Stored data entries
§ §

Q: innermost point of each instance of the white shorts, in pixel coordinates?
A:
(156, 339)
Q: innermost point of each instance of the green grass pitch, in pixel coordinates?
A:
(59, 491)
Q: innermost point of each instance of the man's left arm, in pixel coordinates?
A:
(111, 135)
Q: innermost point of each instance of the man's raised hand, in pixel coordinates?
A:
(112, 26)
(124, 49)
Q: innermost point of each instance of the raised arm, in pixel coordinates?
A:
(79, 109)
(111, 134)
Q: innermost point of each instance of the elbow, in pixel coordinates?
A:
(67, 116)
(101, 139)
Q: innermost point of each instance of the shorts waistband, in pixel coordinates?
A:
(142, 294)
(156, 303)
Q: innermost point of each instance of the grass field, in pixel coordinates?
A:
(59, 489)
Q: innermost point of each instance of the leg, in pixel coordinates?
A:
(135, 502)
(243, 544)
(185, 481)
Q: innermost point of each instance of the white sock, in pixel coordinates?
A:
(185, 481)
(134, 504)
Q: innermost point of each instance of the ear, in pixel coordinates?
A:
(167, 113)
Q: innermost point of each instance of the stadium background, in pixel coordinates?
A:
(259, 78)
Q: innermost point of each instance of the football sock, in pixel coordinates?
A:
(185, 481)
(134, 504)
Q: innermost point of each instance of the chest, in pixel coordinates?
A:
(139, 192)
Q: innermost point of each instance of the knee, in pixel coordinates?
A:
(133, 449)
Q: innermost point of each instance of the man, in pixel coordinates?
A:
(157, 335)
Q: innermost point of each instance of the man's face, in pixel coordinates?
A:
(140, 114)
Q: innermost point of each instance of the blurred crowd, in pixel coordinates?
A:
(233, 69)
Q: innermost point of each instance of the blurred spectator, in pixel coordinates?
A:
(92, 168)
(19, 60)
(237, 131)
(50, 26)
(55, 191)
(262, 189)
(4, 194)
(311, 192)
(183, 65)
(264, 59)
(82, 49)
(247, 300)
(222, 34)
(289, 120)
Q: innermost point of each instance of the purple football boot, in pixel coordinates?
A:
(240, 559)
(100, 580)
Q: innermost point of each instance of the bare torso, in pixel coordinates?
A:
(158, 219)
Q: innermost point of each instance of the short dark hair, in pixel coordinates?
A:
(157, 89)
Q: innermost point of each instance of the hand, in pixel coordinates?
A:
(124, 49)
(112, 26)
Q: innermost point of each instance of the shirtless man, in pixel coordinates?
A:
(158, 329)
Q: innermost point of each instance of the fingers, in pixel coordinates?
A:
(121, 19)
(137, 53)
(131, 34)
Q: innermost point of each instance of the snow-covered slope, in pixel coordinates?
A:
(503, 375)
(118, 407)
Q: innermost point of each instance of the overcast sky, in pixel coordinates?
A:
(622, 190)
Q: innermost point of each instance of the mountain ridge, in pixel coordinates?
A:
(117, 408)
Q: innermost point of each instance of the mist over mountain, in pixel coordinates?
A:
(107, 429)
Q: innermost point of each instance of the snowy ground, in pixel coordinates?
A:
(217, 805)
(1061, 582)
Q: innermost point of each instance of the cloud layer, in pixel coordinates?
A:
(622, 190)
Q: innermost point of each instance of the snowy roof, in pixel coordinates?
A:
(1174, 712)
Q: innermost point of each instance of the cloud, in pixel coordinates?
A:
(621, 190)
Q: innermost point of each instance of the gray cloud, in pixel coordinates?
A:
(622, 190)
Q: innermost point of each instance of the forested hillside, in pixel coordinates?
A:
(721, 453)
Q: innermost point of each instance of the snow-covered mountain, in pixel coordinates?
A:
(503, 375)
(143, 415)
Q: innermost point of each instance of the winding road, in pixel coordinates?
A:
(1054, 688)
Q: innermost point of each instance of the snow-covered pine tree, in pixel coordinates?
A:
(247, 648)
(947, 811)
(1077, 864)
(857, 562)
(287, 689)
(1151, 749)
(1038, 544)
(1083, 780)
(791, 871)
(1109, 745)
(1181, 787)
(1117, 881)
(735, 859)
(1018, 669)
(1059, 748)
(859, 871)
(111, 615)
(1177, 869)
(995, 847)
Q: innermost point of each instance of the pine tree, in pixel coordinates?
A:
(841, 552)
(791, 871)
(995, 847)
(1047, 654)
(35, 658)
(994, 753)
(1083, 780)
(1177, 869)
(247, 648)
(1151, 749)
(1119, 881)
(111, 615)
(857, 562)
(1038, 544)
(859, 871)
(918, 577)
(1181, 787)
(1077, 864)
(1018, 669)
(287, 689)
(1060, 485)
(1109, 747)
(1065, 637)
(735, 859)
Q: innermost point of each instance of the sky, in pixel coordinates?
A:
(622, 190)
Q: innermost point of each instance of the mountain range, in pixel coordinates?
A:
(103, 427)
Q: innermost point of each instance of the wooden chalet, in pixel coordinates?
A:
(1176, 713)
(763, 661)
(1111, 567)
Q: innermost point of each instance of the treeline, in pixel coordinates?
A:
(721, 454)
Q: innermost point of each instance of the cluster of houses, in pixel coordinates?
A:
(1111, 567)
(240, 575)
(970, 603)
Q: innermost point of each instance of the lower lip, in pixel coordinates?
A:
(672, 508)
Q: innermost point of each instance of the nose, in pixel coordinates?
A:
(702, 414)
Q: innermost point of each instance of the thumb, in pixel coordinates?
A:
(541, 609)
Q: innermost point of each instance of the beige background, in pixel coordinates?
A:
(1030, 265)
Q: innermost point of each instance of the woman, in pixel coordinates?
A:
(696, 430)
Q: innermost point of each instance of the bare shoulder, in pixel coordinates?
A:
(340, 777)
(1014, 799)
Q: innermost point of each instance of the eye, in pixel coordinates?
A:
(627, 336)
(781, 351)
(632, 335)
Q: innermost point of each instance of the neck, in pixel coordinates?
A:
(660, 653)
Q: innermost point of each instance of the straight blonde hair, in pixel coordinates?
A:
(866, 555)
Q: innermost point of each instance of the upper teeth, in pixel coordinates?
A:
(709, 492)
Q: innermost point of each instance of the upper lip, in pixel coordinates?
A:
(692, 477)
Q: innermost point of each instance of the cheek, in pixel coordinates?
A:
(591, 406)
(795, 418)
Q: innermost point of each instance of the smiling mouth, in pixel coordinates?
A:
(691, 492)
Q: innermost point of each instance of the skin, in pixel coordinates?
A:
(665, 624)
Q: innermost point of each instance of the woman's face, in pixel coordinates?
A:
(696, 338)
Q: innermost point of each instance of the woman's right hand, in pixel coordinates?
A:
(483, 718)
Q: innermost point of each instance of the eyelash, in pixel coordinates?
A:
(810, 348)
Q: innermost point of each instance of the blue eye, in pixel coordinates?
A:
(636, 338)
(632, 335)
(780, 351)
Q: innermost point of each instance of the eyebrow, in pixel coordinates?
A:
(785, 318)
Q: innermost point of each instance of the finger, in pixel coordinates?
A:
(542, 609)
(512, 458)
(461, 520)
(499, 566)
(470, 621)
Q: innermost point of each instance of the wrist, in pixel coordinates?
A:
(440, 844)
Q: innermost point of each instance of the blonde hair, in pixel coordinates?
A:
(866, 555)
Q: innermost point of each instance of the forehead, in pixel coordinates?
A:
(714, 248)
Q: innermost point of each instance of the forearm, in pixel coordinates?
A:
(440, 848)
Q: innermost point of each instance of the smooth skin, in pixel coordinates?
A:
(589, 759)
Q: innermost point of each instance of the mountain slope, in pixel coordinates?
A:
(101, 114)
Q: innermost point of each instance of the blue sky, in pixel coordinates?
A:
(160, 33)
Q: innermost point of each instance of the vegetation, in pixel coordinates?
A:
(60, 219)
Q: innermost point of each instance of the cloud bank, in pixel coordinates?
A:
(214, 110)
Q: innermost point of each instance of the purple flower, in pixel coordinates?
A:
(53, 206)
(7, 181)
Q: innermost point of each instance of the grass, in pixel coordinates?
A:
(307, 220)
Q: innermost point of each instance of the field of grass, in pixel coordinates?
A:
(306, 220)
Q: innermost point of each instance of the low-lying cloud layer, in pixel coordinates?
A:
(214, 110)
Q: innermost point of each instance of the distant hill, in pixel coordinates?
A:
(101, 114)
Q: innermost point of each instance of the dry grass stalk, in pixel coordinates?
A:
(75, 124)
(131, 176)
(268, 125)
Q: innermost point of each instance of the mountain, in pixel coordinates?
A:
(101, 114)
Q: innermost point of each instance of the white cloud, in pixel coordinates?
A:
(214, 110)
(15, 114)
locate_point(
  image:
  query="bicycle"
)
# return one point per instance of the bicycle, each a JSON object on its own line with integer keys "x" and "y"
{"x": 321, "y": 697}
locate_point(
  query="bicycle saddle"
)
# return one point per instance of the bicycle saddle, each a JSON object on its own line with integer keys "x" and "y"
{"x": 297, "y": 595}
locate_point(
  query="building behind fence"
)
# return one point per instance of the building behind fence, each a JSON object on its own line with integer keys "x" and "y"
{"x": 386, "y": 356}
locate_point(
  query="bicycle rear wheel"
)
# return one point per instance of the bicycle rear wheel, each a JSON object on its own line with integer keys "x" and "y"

§ §

Exercise objective ▸
Identify each line in the records above containing the word "snowy"; copy those lines.

Solution to the exercise ▸
Q: innermost point of each instance of the snowy ground, in pixel coordinates?
Q: innermost point of each instance of the snowy roof, in pixel coordinates?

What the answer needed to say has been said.